Work task 1
Using the Behind The Music recap, decide whether each statement agrees with it: (a) Wayne began rapping at age nine; (b) Wayne dropped out of school at sixteen; (c) Wayne's stepfather was called Reginald "Rabbit" McDonald. Answer yes or no for each, quoting the deciding words exactly.
Work task 2
Reproduce, word for word, the part of the Behind The Music recap starting with "It occurs to" and going on through "of said money.".

Passage for review
<<<<

10:01 V.O. summarizes the TV-perfect story arc of Wayne’s life/this episode of Behind The Music. The arc is similar to other Behind The Music story arcs, with the notable exception that Wayne is at the peak of his career, not the peak of some flailing attempted comeback. What’s coming: shooting, salvation in music, invention of bling bling, solo path to stardom, tattooed face, Hurricane Katrina, drugs, fame, grammies, eyelid tattoos, Obama shout-out….”This is Lil Wanye Behind The Music…”

10:03 Stock footage of ambulances and urban streets. Cut to crazed fans cheering Wayne’s entrance to the stage. LW: “I always say my city is my drive. Cause when you from New Orleans you gotta do something.” Cue Wayne’s baby photo, which would later — with the addition of photo-shopped face tattoos — become he cover to Wayne’s amazing breakout album Tha Carter III. He was a rather adorable child.

10:05 Cut back to stock footage of ambulances and urban streets. We hear about Wayne’s father beating Wayne’s mother.

10:06 Cute pics of Wayne wearing a plaid suit. For the record, no face tattoos or grillz yet. He was a star student in his school’s gifted program. “I never understood why people think that school is hard. The teacher tells you to figure something out that’s actually written down. I don’t get it.” At the age of nine he starts rapping. We see footage of people dancing lasciviously at block parties.

10:07 Meanwhile Cash Money records was getting started. Cut to photos of founders Brian “Baby” Williams and Slim Williams looking all nineties in bandannas and oversized leather racing jackets. Cut to same dudes now, talking about how they discovered Wayne. Baby Williams: “Here’s this little shortie with a pick in his hair.” We hear a sample of 9 year-old Wayne’s rapping. It’s pretty good. Williams: “As he’s rapping to me, I’m saying ‘Look at this little man. Look at him.'” Young Wayne is signed to Cash Money Records.

It occurs to me now that Cash Money Records is an overly a specific name. Why not simply Cash Records or Money Records? Perhaps it is important that we understand the tax-free status of said money.

11:09 LW: “I lost my virginity when I was eleven.”

11:09 Eleven was also the age that Wayne first tried marijuana and cocaine.

10:10 At twelve, Wayne accidentally shoots himself in the chest. For some reason VH1 has decided to illustrate this anecdote by showing a Polaroid photo of a telephone off it’s hook, then cutting to a close-up image of a phone-receiver covered in blood.

10:16 Stock footage of neon-blue, dripping IV bags (are they filled with Windex?), and shimmering silver surgical equipment. Wayne is on life support. We see a display of HallmarkGet Well Soon cards. Weezy recovers.

10:18 Wayne’s self-shooting got him love from the ladies and a bad boy image. The same thing got Plaxico Burress got two years in prison.

10:19 Sun shines on a grave. Wayne’s stepfather, a hustler called Reginald “Rabbit” McDonald, has been killed. Cue blurry image of Jesus on the cross.

10:20 At fourteen, Wayne drops out of school to really pursue his music career. He now has shining, expensive teeth. This seminal cosmetic enhancement goes un-remarked.

10:21 Weezy joins a group called the Hot Boys. If this group existed now they would be called, the Hot Boys (no homo).

>>>>

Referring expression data
<<<<

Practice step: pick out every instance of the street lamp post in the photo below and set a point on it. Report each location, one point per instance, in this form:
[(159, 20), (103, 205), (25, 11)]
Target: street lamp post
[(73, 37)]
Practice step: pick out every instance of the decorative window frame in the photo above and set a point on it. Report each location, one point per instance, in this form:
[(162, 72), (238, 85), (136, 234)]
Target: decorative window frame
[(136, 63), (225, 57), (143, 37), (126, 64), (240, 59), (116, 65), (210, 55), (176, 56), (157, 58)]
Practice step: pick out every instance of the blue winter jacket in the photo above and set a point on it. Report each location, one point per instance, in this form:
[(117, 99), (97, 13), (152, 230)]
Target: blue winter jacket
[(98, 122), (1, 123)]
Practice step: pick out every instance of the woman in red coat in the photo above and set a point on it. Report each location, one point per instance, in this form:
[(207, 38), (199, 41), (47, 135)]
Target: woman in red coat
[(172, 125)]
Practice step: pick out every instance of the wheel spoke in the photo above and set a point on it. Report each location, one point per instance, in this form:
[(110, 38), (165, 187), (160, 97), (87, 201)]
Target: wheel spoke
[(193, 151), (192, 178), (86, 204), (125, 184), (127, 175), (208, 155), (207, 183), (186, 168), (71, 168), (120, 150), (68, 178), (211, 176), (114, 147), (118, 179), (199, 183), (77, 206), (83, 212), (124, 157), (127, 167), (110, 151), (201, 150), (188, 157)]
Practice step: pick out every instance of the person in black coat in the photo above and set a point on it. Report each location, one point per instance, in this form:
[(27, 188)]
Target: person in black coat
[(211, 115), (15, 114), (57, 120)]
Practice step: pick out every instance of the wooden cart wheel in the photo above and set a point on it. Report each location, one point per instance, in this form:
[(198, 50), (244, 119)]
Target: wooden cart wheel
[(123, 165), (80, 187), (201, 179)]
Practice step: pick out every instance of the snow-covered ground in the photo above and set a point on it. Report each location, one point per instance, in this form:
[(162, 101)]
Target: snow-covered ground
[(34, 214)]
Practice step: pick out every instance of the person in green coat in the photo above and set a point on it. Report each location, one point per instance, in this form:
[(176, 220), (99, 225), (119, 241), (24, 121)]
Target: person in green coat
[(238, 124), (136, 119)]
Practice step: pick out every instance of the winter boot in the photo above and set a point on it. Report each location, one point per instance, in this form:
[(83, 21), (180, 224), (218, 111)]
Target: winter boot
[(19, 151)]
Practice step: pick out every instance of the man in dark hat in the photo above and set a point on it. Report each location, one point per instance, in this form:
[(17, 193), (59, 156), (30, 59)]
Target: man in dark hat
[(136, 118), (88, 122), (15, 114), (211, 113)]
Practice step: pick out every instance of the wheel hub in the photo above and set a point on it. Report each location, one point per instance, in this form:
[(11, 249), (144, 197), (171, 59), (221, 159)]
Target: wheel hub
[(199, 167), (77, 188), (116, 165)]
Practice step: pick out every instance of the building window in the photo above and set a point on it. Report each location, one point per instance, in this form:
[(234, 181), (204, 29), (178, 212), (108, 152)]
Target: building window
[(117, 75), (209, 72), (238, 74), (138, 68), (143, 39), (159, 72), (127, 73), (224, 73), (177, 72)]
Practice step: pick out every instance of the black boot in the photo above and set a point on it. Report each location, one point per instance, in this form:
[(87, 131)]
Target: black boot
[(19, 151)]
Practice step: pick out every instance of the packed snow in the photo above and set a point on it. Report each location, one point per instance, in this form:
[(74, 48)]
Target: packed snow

>>>>

Answer area 1
(a) Yes: "At the age of nine he starts rapping."
(b) No: "At fourteen, Wayne drops out of school to really pursue his music career."
(c) Yes: "Wayne’s stepfather, a hustler called Reginald “Rabbit” McDonald, has been killed."

Answer area 2
It occurs to me now that Cash Money Records is an overly a specific name. Why not simply Cash Records or Money Records? Perhaps it is important that we understand the tax-free status of said money.